→ SEZIONE TESTO:
>>>
Baricco: meraviglia, stupore e bellezza
Affascinante, nelle sue tante risonanze poetiche e filosofiche, l’intervento di Baricco non delude le attese del pubblico che lo accoglie con un lungo applauso.
«Meraviglioso è un termine finale che racconta di una mente che mescola meraviglia e stupore», osserva subito lo scrittore che è anche drammaturgo, sceneggiatore e autore radiofonico e televisivo, e che prende spunto, per la prima parte della sua lezione, da Gustave Flaubert, e dal suo più famoso romanzo, Madame Bovary, perché è un autore «che ha attenzione per l’uomo nel suo essere pezzo della terra e animale sociale»
E anche se Proust diceva che Flaubert «non era elegante nella scrittura», la lettura di alcuni brevi stralci del romanzo non possono, in effetti, che meravigliare. A partire dal quell’invito dei coniugi Bovary a una grande festa nel castello aristocratico di Vaubyessard: «Lo scrittore – evidenzia Baricco – costruisce una sorta di film intorno a tutto quello che Emma vede, in un tempo molto lento che talvolta si ferma, come quando entra nella sala da pranzo, e che ferma anche il lettore. Allora vedere non era banale perché, al tempo, le persone non avevano un patrimonio di immagini come noi oggi e il romanzo era una sorta di realtà virtuale. Così il lettore percepisce la meraviglia, come madame Bovary che si guarda intorno», in una sala dove gli oggetti stessi descritti da Flaubert sembrano agire e animarsi.
«Dove c’è una meraviglia accade che il mondo si schiuda su qualcosa che non è ancora nostro, ma che potrebbe diventarlo, come la spaccatura che si crea nella vita di Emma quando vede uno scenario diverso, che insieme la stupisce e le sembra bellissimo, il mondo dei ricchi. Un’esperienza di questo tipo apre una fenditura. Ciò accade davanti alle opere d’arte, alla musica, con cui stabiliamo un contatto vero, allorché si spalancano finestre su qualcosa: un’idea di bellezza, di uomo, di natura, di mistero. Flaubert ci insegna che l’istante della meraviglia è una soglia (da cui si può tornare indietro), ma anche che stare su questa soglia, la sensazione di oscillazione su questa soglia, è uno dei momenti dell’umano in cui vi è una grande leggerezza».
<<<
→ SEZIONE DATI:
>>>
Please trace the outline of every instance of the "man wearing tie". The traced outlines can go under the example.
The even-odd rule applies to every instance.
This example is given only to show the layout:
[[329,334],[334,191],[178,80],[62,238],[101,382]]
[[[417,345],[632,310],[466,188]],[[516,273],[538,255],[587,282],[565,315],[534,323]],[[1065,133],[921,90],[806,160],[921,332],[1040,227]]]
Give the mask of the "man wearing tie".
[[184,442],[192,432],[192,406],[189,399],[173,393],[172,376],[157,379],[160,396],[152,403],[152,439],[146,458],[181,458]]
<<<
→ COMPITI DA SVOLGERE:
1 > Riporta parola per parola il brano del testo su Baricco che va da "Baricco: meraviglia, stupore" fino a "un lungo applauso.", compreso quest'ultimo.
2 > Elenca tutte le cose di cui, secondo il testo su Baricco, si spalanca un'idea quando stabiliamo un contatto vero con le opere d'arte e la musica.

→ RISPOSTE AGLI ESERCIZI:
1 >
Baricco: meraviglia, stupore e bellezza
Affascinante, nelle sue tante risonanze poetiche e filosofiche, l’intervento di Baricco non delude le attese del pubblico che lo accoglie con un lungo applauso.

2 > bellezza, uomo, natura, mistero